Document –
Classic razor blade. Photo by Dr. K.

Likens returns to McGrath. He picks up the razor and sharpens it once more on the strap. McGrath is still watching, but doesn't seem suspicious. I however, am on the edge of my seat. Likens makes a cut. "Don't take off my sideburns," McGrath says. He then asks if "Jones" is related to someone in town. McGrath remarks that Likens looks familiar and Likens tells him he saw McGrath once in a parade. He scrapes the razor across McGrath's neck and I am holding my breath. Likens looks in the mirror and says, "Some folks say I look like my daddy." McGrath asks about his father and Likens says, "My daddy's dead. He didn't have no hardware store. A hundred acres. Real poor. Had to work real hard for that land. Someone tried to put a road through there, but my daddy wouldn't sell." McGrath is suspicious. Likens continues his story, telling about how nice it was picking peaches, and how proud his daddy would be to know one of his sons went to Charleston for an education in barbering.

"You're not Odell Jones!" McGrath says. He tries to leave the chair.

"You're going to have to sit still Mr. McGrath," Likens says. "You jerk around like that, I might cut you," and he looks like he might do so anyway. The expression on McGrath's face, on the other hand, is one of sheer terror. "Now that I got me a trade I'm figuring on saving my money to send my brother, Wilford, to the big city to open up a barber shop of our own." He turns McGrath's head and holds the razor to his throat. McGrath is panting, trembling. "Remember your heart," Likens says.

Human heart. Photo public domain.

Sigafoose returns. He bangs on the door, then runs for the sheriff. McGrath is panting. He is staring up at Verge Likens, precisely as Verge described it so many months earlier to his brother--the murderer of his father staring up at his face. Likens repeats his face numerous times as he walks in a circle around McGrath, razor in hand, repeating his name. "Verge Likens, Verge Likens, Verge Likens." Then he says, "This here's the scary part Mr. McGrath because the juggler vein is right there."

The sheriff returns. People are banging on the door and windows. Likens slowly walks to the door. "I found the bay room Mr. Sigafoose," he says. "It was in the drawer with the scissors." He returns to McGrath and removes the towel. "There you go, Mr. McGrath. All done."

The sheriff tells Likens he is under arrest for the murder of Riley McGrath. "Oh, you can't arrest a man for giving a shave," Likens said. "Look at him. Not a scratch on him." And it's true, there's not a scratch. It was the perfect shave. Riley McGrath died of a broken heart.

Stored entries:
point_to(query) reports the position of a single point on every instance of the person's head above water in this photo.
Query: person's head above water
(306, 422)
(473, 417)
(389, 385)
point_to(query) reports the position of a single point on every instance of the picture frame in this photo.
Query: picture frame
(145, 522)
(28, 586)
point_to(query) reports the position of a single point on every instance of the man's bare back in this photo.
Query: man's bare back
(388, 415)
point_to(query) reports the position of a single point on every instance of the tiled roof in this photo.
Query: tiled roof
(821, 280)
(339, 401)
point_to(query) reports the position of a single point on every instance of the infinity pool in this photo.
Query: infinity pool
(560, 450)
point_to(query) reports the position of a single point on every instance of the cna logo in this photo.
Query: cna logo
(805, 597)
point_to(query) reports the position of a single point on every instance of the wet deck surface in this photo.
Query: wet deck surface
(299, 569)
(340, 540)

Task 1 –
Quote the shave scene word for word, starting with "The sheriff tells" and going on through "a broken heart.".
Task 2 –
Count the lines in the entries that contain the string "surface", matching case exactly. Reply with the number alone.

Final result 1 –
The sheriff tells Likens he is under arrest for the murder of Riley McGrath. "Oh, you can't arrest a man for giving a shave," Likens said. "Look at him. Not a scratch on him." And it's true, there's not a scratch. It was the perfect shave. Riley McGrath died of a broken heart.

Final result 2 –
2